Return each line of the rows below that contains the string "cliff", copied in full. Treat uppercase and lowercase as different.

⁂

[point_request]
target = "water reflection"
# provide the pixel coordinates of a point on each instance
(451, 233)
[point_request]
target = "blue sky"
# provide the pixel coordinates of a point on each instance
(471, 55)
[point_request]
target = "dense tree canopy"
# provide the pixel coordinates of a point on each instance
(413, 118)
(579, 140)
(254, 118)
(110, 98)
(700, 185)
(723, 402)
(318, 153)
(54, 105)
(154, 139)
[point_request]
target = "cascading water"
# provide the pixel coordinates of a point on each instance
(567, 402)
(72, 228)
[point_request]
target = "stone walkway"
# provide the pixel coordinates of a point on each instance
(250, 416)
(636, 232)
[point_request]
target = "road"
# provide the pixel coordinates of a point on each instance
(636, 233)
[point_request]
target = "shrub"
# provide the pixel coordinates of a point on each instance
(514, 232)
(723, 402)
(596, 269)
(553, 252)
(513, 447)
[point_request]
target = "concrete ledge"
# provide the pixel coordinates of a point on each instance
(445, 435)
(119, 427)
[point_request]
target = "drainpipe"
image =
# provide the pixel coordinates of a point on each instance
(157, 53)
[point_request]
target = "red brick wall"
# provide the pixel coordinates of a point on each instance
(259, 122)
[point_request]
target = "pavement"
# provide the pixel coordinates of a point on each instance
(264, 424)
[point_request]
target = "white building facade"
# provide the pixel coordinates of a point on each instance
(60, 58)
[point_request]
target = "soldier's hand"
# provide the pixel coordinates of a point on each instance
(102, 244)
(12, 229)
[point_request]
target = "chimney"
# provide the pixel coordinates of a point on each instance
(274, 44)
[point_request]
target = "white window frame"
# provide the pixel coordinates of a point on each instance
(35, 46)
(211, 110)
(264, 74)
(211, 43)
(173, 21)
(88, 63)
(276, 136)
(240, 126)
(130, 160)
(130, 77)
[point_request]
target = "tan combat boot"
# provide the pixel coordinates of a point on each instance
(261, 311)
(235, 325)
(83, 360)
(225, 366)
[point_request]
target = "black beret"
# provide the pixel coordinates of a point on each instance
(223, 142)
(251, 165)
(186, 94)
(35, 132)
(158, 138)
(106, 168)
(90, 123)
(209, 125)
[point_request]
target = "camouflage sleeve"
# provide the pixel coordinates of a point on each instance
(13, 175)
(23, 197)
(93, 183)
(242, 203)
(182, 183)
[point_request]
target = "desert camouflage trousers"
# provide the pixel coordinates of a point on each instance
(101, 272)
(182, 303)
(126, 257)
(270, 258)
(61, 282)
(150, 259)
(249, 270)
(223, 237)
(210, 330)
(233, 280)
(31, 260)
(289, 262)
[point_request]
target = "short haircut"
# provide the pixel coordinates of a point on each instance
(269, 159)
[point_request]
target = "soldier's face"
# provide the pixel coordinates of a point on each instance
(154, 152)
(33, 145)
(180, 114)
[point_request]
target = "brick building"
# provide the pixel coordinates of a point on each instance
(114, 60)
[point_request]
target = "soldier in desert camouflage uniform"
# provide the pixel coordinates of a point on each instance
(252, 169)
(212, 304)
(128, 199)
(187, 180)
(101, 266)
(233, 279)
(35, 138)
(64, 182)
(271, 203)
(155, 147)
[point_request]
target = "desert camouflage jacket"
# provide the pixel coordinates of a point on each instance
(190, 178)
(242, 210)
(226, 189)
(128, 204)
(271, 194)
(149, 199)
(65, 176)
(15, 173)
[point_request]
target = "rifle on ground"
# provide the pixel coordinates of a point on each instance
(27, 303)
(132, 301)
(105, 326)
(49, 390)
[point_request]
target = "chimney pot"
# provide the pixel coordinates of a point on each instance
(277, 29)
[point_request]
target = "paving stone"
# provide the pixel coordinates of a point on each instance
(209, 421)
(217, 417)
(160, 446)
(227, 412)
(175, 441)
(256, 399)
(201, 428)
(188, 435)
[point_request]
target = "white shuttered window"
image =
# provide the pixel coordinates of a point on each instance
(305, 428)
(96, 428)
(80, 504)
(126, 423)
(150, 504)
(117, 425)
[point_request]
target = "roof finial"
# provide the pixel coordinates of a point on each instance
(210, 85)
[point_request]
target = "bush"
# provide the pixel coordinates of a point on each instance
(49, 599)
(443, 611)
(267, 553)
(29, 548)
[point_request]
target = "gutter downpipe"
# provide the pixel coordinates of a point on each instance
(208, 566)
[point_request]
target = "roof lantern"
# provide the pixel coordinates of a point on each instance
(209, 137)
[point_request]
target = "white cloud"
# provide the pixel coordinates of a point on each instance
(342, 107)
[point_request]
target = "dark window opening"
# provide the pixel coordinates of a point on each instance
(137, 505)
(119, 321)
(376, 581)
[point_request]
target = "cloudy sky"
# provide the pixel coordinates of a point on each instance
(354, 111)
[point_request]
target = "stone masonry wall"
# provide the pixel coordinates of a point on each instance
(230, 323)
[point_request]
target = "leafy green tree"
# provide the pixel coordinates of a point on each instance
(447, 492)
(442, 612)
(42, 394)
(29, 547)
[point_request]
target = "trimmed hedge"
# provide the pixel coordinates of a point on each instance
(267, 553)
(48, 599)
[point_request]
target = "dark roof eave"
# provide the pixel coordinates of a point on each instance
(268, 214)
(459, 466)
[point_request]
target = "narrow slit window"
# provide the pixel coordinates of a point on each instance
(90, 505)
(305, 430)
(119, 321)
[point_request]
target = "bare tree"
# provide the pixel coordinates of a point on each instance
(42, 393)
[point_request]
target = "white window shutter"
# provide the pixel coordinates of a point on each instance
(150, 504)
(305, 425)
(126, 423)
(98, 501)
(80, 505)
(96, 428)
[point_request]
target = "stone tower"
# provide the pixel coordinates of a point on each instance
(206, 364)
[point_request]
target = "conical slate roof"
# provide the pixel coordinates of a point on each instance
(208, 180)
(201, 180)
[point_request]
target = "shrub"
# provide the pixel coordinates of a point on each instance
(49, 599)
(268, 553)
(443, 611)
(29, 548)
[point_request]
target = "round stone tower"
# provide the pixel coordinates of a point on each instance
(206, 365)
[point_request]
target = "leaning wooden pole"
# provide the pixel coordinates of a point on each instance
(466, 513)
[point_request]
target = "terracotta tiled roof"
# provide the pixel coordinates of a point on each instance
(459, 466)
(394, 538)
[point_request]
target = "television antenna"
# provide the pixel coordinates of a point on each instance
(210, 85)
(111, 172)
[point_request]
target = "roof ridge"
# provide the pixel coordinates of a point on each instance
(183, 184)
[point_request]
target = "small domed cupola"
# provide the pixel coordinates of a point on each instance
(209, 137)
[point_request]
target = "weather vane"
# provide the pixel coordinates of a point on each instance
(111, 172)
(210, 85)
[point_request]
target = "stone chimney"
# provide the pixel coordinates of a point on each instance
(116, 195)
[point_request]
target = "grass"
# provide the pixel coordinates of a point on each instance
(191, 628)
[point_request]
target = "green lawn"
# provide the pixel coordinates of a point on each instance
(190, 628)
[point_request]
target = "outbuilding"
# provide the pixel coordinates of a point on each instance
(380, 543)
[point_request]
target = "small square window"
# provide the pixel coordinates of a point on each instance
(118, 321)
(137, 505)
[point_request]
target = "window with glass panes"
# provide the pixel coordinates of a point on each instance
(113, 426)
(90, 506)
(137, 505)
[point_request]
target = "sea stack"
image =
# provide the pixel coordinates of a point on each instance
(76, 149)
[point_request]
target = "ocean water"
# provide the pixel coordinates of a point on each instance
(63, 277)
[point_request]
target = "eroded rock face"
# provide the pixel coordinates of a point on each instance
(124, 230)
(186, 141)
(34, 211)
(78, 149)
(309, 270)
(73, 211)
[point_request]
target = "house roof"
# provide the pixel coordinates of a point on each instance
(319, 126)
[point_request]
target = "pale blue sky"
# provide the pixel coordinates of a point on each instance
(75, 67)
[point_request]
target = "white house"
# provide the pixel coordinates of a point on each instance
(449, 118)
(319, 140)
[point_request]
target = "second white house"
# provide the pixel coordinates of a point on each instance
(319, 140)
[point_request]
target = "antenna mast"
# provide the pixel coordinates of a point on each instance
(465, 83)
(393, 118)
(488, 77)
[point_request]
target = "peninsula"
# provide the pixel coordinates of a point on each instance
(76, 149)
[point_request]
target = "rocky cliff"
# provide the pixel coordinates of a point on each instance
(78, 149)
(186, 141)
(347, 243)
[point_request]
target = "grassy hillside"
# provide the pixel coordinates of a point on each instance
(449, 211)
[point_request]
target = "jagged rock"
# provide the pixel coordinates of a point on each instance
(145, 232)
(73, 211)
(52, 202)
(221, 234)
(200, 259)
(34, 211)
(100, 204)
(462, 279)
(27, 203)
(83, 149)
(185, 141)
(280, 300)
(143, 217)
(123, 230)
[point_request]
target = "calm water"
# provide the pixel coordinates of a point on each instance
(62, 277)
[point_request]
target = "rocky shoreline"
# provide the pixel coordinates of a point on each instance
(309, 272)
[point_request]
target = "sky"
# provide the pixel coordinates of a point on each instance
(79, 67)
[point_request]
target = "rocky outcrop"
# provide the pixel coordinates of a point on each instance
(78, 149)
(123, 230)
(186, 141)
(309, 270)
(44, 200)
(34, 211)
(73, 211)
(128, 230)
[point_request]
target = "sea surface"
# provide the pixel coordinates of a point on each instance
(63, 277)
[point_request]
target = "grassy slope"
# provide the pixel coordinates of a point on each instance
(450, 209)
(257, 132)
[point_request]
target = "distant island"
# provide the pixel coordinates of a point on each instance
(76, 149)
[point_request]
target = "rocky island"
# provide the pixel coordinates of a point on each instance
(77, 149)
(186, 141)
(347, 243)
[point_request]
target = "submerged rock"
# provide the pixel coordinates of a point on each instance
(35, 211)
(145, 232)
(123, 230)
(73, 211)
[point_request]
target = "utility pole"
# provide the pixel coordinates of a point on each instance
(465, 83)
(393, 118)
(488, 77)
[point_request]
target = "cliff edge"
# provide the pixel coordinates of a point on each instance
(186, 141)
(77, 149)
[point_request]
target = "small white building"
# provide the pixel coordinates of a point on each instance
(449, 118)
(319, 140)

⁂

## Result of this task
target = "rocky cliff"
target = "cliff edge"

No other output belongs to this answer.